- [PROBLEM]: Everything in the records below must be repeated exactly, except the pictures.

PROVIDED ENTRIES START

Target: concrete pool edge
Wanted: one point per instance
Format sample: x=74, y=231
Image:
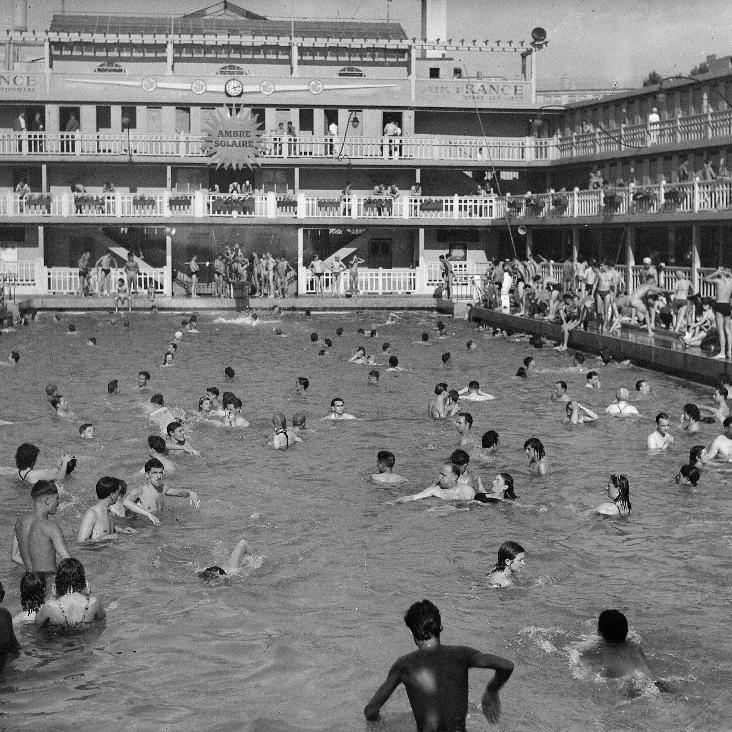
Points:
x=685, y=364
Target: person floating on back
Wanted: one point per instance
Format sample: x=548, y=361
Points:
x=436, y=676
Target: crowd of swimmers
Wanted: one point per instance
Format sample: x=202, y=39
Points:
x=54, y=589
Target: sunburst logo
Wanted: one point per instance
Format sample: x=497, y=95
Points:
x=233, y=141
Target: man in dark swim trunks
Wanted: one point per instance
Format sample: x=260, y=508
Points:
x=436, y=676
x=722, y=278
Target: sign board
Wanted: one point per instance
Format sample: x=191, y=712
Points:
x=232, y=141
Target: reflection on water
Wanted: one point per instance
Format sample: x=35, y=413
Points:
x=301, y=642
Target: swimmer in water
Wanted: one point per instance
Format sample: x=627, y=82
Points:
x=446, y=487
x=238, y=558
x=97, y=522
x=618, y=491
x=337, y=407
x=612, y=655
x=559, y=392
x=472, y=393
x=511, y=558
x=148, y=499
x=721, y=447
x=436, y=676
x=501, y=490
x=385, y=461
x=537, y=456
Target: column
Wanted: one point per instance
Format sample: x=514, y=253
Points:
x=629, y=257
x=168, y=284
x=41, y=279
x=695, y=264
x=300, y=262
x=421, y=263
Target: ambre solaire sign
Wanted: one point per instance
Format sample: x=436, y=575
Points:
x=233, y=141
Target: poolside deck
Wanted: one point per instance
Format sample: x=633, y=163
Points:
x=661, y=352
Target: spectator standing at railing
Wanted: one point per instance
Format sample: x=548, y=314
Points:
x=654, y=124
x=20, y=127
x=36, y=127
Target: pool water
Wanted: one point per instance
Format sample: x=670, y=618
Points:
x=303, y=642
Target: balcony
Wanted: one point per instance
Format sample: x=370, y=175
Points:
x=679, y=201
x=301, y=149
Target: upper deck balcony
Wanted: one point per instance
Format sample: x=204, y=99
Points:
x=300, y=150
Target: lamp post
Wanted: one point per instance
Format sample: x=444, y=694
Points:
x=126, y=126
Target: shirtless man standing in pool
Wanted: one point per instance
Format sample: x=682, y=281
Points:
x=722, y=278
x=602, y=292
x=721, y=447
x=37, y=540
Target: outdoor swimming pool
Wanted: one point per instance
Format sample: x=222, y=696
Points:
x=303, y=642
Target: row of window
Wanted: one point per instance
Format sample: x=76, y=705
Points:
x=113, y=67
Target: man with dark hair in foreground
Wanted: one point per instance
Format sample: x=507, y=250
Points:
x=436, y=676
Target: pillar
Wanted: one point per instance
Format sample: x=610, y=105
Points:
x=168, y=284
x=41, y=281
x=300, y=262
x=629, y=257
x=695, y=244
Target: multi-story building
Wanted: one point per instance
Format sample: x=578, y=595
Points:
x=118, y=134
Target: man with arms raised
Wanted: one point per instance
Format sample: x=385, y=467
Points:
x=37, y=540
x=436, y=676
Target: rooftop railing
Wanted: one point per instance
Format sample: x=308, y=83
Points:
x=662, y=199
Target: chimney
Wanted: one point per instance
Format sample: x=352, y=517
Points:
x=20, y=15
x=434, y=24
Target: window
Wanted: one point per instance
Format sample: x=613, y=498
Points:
x=129, y=118
x=232, y=70
x=353, y=71
x=109, y=67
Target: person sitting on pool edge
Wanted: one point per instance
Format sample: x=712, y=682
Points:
x=97, y=522
x=618, y=490
x=385, y=461
x=177, y=439
x=336, y=410
x=446, y=487
x=148, y=499
x=612, y=655
x=233, y=565
x=537, y=456
x=436, y=676
x=511, y=557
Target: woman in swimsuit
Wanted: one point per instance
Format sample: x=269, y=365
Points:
x=73, y=604
x=618, y=490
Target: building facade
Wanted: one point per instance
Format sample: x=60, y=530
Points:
x=337, y=139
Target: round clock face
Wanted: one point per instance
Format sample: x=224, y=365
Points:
x=233, y=88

PROVIDED ENTRIES END

- [ANSWER FOR THIS EXERCISE]:
Target: concrete pool edge
Wanted: one point per instance
Format sample: x=74, y=231
Image:
Points:
x=685, y=364
Target: person floating on back
Wanted: one point per instance
Format sample: x=548, y=361
Points:
x=436, y=676
Target: crowd of swimmers
Wanted: one point per instance
Format sample: x=202, y=39
Points:
x=54, y=589
Target: sunburst logo
Wanted: one point per instance
Format sample: x=497, y=95
Points:
x=233, y=141
Target: man in dark swim trunks
Wanted: one point per instance
Format sample: x=260, y=508
Points:
x=436, y=676
x=722, y=278
Target: sign board
Wanted: one point per instance
Format sample: x=191, y=712
Points:
x=232, y=141
Target: reflection on water
Wanted: one point per instance
Format sample: x=35, y=413
Points:
x=301, y=642
Target: swimmer in water
Wanted: one point per instance
Format sample: x=627, y=82
Points:
x=446, y=487
x=238, y=558
x=97, y=522
x=618, y=491
x=337, y=407
x=612, y=655
x=559, y=392
x=472, y=393
x=511, y=558
x=148, y=499
x=721, y=447
x=436, y=676
x=501, y=490
x=385, y=461
x=537, y=456
Target: column
Wanted: one point per instance
Format sample: x=514, y=253
Points:
x=629, y=257
x=168, y=284
x=41, y=279
x=695, y=264
x=300, y=262
x=421, y=263
Target: ambre solaire sign
Wanted: one point per instance
Format sample: x=436, y=575
Points:
x=233, y=141
Target: poolside deck
Wanted: one point per instance
Format sample: x=633, y=163
Points:
x=661, y=352
Target: spectator standing at railing
Wanted: one point per instance
Format sample: x=548, y=314
Points:
x=654, y=124
x=20, y=127
x=36, y=127
Target: pool water
Wanted: one point per instance
Format sample: x=670, y=618
Points:
x=303, y=642
Target: balcony
Wanted: one point per instance
Format sample: x=370, y=175
Points:
x=679, y=201
x=301, y=149
Target: upper deck balcony
Wanted: one point per instance
Format sample: x=204, y=99
Points:
x=300, y=150
Target: lamp post
Wanted: one point per instance
Format sample: x=444, y=694
Points:
x=126, y=126
Target: shirtless man standing in pool
Wanted: one point per instance
Format sample: x=682, y=281
Points:
x=722, y=278
x=602, y=292
x=721, y=447
x=37, y=540
Target: outdoor swimming pool
Wanted: one point per instance
Format sample: x=222, y=696
Points:
x=303, y=642
Target: row of window
Wanted: one point per instance
Format sample: x=76, y=705
Points:
x=113, y=67
Target: man with dark hair in foreground
Wanted: one point per instance
Format sample: x=507, y=250
Points:
x=436, y=676
Target: pillar
Wanted: one point per instance
Format sample: x=610, y=105
Points:
x=168, y=284
x=41, y=281
x=300, y=262
x=629, y=257
x=695, y=244
Target: multi-story building
Wanted: one point per instance
Format sample: x=578, y=595
Points:
x=118, y=134
Target: man with arms raised
Wanted: one point per instance
Format sample: x=385, y=467
Points:
x=37, y=540
x=436, y=676
Target: rooftop railing
Wanted: one point per instance
Format sample: x=308, y=83
Points:
x=662, y=199
Target: chimney
Wanted: one point per instance
Format sample: x=352, y=517
Points:
x=20, y=15
x=434, y=24
Target: window
Wanted: one point per instance
Format sample: x=613, y=498
Points:
x=129, y=118
x=232, y=70
x=353, y=71
x=109, y=67
Target: person sitting on pool edge
Wanted: one point per instance
Format sample: x=712, y=682
Points:
x=97, y=522
x=618, y=490
x=385, y=461
x=177, y=439
x=336, y=410
x=446, y=487
x=148, y=499
x=612, y=655
x=233, y=565
x=537, y=456
x=436, y=676
x=511, y=557
Target: woman in swimsuit
Wanted: one point per instance
Format sample: x=269, y=365
Points:
x=73, y=604
x=618, y=490
Target: building facade
Wanted: one point per instance
Format sample: x=60, y=530
Points:
x=337, y=139
Target: round clock face
Wanted: one point per instance
Format sample: x=224, y=365
Points:
x=233, y=88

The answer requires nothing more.